_Excerpt_
╔══

Managing machines with the Cluster API

Managing machines with the Cluster API is a Technology Preview feature only. Technology Preview features are not supported with Red Hat production service level agreements (SLAs) and might not be functionally complete. Red Hat does not recommend using them in production. These features provide early access to upcoming product features, enabling customers to test functionality and provide feedback during the development process.

For more information about the support scope of Red Hat Technology Preview features, see Technology Preview Features Support Scope.

The Cluster API is an upstream project that is integrated into OKD as a Technology Preview for Amazon Web Services (AWS) and Google Cloud Platform (GCP). You can use the Cluster API to create and manage compute machine sets and compute machines in your OKD cluster. This capability is in addition or an alternative to managing machines with the Machine API.

For OKD 4 clusters, you can use the Cluster API to perform node host provisioning management actions after the cluster installation finishes. This system enables an elastic, dynamic provisioning method on top of public or private cloud infrastructure.

With the Cluster API Technology Preview, you can create compute machines and compute machine sets on OKD clusters for supported providers. You can also explore the features that are enabled by this implementation that might not be available with the Machine API.

Benefits

By using the Cluster API, OKD users and developers are able to realize the following advantages:

  • The option to use upstream community Cluster API infrastructure providers which might not be supported by the Machine API.

  • The opportunity to collaborate with third parties who maintain machine controllers for infrastructure providers.

  • The ability to use the same set of Kubernetes tools for infrastructure management in OKD.

  • The ability to create compute machine sets by using the Cluster API that support features that are not available with the Machine API.

Limitations

Using the Cluster API to manage machines is a Technology Preview feature and has the following limitations:

  • Only AWS and GCP clusters are supported.

  • To use this feature, you must enable the TechPreviewNoUpgrade feature set. Enabling this feature set cannot be undone and prevents minor version updates.

  • You must create the primary resources that the Cluster API requires manually.

  • You cannot manage control plane machines by using the Cluster API.

  • Migration of existing compute machine sets created by the Machine API to Cluster API compute machine sets is not supported.

  • Full feature parity with the Machine API is not available.

╚══

(Spatial annotation records)
╔══

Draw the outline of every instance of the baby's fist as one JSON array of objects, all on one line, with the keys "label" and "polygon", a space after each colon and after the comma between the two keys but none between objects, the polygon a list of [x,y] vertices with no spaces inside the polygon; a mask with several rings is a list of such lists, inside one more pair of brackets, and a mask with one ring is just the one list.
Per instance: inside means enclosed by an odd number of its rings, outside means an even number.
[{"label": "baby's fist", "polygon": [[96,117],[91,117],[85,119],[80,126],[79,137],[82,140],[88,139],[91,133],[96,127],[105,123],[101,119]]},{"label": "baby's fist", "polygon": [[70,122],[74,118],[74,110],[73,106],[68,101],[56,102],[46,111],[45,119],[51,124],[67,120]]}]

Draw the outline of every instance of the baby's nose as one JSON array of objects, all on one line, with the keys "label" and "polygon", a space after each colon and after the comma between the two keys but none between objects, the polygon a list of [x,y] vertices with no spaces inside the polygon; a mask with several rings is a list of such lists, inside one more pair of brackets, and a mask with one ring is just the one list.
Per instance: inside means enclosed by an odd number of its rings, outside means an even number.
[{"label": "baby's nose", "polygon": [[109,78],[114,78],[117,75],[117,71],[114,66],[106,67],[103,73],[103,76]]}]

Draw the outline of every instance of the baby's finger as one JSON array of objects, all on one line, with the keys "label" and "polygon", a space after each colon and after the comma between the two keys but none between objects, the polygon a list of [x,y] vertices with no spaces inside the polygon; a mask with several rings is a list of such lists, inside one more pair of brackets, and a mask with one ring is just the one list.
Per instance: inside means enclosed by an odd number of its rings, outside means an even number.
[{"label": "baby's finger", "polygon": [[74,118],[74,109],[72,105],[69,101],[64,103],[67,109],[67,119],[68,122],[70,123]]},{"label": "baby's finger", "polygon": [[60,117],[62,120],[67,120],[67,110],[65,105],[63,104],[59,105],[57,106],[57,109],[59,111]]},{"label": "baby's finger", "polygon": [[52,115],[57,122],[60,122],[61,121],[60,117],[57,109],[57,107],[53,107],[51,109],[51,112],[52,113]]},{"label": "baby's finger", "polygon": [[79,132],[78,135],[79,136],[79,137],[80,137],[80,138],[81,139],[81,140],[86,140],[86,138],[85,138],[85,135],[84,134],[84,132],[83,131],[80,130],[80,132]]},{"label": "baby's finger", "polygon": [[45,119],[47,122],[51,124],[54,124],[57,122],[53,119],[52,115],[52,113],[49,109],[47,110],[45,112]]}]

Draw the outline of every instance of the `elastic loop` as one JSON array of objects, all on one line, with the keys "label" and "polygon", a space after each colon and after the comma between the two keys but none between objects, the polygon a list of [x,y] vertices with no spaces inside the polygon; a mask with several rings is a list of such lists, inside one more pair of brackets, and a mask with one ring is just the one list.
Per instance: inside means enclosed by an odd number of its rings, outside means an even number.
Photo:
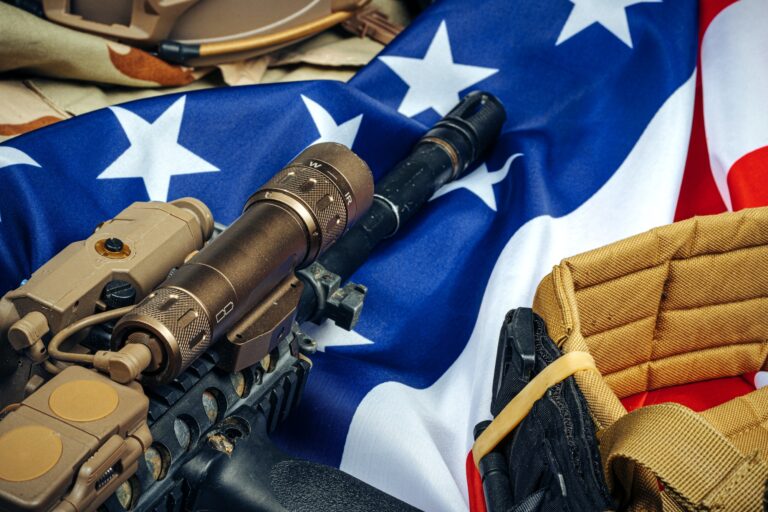
[{"label": "elastic loop", "polygon": [[543,397],[549,388],[583,370],[598,371],[595,360],[592,359],[589,352],[575,351],[557,358],[536,375],[515,398],[510,400],[488,425],[488,428],[477,438],[472,446],[472,458],[475,460],[475,465],[480,464],[480,460],[496,448],[523,421],[523,418],[533,409],[533,404]]}]

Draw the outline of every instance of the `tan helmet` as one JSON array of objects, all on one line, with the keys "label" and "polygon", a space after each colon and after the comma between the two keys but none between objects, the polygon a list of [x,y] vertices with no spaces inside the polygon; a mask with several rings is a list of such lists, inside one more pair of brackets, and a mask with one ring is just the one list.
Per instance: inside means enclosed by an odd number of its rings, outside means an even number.
[{"label": "tan helmet", "polygon": [[351,18],[370,0],[39,0],[61,25],[189,65],[239,60]]}]

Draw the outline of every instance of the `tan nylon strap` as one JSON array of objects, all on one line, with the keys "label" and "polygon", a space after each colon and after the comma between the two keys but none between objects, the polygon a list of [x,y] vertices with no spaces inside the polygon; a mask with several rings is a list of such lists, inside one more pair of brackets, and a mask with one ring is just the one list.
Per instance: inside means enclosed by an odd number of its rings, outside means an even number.
[{"label": "tan nylon strap", "polygon": [[592,356],[588,352],[569,352],[547,365],[531,379],[475,441],[472,446],[475,465],[480,464],[480,459],[488,455],[523,421],[531,412],[533,404],[543,397],[549,388],[582,370],[597,371]]},{"label": "tan nylon strap", "polygon": [[600,432],[606,481],[631,492],[634,466],[653,472],[687,510],[758,510],[768,465],[742,455],[701,415],[677,404],[652,405]]}]

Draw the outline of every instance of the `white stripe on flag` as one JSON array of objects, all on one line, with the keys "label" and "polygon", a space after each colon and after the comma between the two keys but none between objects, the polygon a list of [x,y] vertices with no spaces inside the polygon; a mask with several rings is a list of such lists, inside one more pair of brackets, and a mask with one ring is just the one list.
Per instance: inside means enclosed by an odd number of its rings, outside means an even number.
[{"label": "white stripe on flag", "polygon": [[768,146],[768,3],[726,7],[701,43],[704,126],[715,183],[729,210],[728,171],[742,156]]}]

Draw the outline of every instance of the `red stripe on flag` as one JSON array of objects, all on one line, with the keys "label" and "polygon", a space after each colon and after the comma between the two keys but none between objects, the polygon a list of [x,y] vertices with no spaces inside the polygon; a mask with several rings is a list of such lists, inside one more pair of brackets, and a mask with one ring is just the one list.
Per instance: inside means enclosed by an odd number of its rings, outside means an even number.
[{"label": "red stripe on flag", "polygon": [[467,455],[467,490],[469,491],[470,512],[486,512],[483,482],[480,479],[480,472],[475,467],[472,452]]},{"label": "red stripe on flag", "polygon": [[768,205],[768,146],[742,156],[728,171],[733,209]]},{"label": "red stripe on flag", "polygon": [[[736,0],[702,0],[699,3],[699,50],[707,27],[720,12],[735,3]],[[699,59],[701,70],[701,59]],[[701,72],[696,76],[696,100],[693,107],[693,126],[691,141],[688,146],[688,158],[685,162],[683,183],[677,199],[675,220],[683,220],[694,215],[709,215],[726,210],[723,198],[715,185],[712,169],[709,166],[709,149],[704,131],[704,106],[701,96]]]}]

╚══

_Requirement_
In the Cluster API page, rewrite the passage between "With the Cluster API Technology" and "not available with the Machine API.", inclusive, replacing "Machine API" with "MAPI". These rows aren't needed for anything here.

_Exercise response_
With the Cluster API Technology Preview, you can create compute machines and compute machine sets on OKD clusters for supported providers. You can also explore the features that are enabled by this implementation that might not be available with the MAPI.

Benefits

By using the Cluster API, OKD users and developers are able to realize the following advantages:

  • The option to use upstream community Cluster API infrastructure providers which might not be supported by the MAPI.

  • The opportunity to collaborate with third parties who maintain machine controllers for infrastructure providers.

  • The ability to use the same set of Kubernetes tools for infrastructure management in OKD.

  • The ability to create compute machine sets by using the Cluster API that support features that are not available with the MAPI.